• [Petunjuk Latihan]:
A. Berdasarkan teks bacaan, apa alasan penyusunan anggaran dan APBD disebut sebagai salah satu modus? Jawab dalam satu sampai tiga kalimat.
B. Tuliskan kembali bagian teks bacaan mulai dari "Kemudian yang kedua" sampai dengan "pengelolaan sumberdaya alam.", kedua kata itu ikut disalin.

• [Teks Bacaan]:
----------------
Modus pertama, kata dia, adalah saat ada anggaran bantuan sosial dan penyusunan Anggaran Pendapatan Belanja Daerah (APBD).
"Penyusunan anggaran dan APBD itu biasanya ada saja yang terjadi penyimpangan," kata Firli dalam acaran Kampanye Virtual Netralitas ASN, Rabu (7/10/2020).
Kemudian yang kedua adalah modus mengumpulkan aparatur sipil negara (ASN) untuk meminta dukungan disertai ancaman pindah jabatan apabila ASN tidak lagi mendukung petahana.
"Tidak boleh mengintimidasi para izin untuk memilih calon tertentu, ini modus yang sering terjadi," ujarnya.
Modus ketiga adalah, penyalahgunaan fasilitas kantor seperti mobil, atau hal lainnya yang dimiliki pemerintah. Sementara modus terakhir adalah penyalagunaan izin pengelolaan sumberdaya alam.
----------------
• [Informasi yang Ditampilkan]:
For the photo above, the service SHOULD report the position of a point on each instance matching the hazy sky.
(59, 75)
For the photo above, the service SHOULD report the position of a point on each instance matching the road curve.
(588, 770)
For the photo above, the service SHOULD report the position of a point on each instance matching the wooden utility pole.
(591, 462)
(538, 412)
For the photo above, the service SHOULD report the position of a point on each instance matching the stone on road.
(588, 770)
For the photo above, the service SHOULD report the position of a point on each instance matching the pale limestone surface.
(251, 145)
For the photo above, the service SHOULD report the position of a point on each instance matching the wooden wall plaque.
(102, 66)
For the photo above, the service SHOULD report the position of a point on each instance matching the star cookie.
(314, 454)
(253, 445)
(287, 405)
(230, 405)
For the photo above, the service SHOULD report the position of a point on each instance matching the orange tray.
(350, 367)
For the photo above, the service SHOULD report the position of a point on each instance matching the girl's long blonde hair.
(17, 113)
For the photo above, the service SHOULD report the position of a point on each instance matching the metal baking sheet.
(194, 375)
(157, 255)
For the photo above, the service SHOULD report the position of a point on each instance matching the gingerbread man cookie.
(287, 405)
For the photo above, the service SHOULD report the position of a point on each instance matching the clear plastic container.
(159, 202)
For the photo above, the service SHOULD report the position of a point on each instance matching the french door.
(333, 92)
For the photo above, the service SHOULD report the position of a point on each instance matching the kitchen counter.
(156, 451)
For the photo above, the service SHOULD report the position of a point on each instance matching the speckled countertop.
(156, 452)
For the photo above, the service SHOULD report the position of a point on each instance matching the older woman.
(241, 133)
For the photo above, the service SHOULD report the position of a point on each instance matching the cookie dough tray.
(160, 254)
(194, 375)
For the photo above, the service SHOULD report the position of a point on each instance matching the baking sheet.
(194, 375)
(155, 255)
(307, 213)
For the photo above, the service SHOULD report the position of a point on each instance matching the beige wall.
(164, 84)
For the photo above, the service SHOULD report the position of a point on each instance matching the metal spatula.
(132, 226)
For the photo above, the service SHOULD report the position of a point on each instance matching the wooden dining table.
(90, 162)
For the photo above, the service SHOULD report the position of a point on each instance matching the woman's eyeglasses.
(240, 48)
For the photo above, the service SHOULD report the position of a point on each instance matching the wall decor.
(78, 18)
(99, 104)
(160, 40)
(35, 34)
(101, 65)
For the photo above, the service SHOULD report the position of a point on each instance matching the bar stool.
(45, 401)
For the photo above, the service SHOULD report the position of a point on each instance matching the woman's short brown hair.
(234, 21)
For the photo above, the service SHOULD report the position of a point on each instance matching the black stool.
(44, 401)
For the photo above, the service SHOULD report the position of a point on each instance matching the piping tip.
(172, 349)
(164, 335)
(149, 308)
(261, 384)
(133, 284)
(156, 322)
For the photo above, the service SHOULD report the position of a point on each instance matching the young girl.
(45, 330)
----------------
• [Hasil Tiap Tugas]:
A. Menurut Firli, dalam penyusunan anggaran dan APBD biasanya ada saja penyimpangan yang terjadi. Karena itu, saat ada anggaran bantuan sosial dan penyusunan APBD disebut sebagai modus pertama.

B.
Kemudian yang kedua adalah modus mengumpulkan aparatur sipil negara (ASN) untuk meminta dukungan disertai ancaman pindah jabatan apabila ASN tidak lagi mendukung petahana.
"Tidak boleh mengintimidasi para izin untuk memilih calon tertentu, ini modus yang sering terjadi," ujarnya.
Modus ketiga adalah, penyalahgunaan fasilitas kantor seperti mobil, atau hal lainnya yang dimiliki pemerintah. Sementara modus terakhir adalah penyalagunaan izin pengelolaan sumberdaya alam.